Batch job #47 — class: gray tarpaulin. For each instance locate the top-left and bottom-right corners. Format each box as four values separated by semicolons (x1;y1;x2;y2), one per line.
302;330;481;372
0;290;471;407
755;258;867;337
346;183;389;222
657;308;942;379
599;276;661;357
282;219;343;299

◆ ◆ ◆

EXERCISE DETAILS ::
Reproduce all of the lines above, requests included, but shift each coordinate in the answers up by 4.

RESPONSE TO THE TASK ::
Batch job #47 — class: gray tarpaulin. For each instance locate the top-left and bottom-right corners. Format each box as four values separated by semicolons (x1;y1;x2;y2), one per line.
306;334;485;376
4;294;475;411
759;262;871;341
350;187;393;226
661;312;946;383
603;280;665;361
286;223;347;303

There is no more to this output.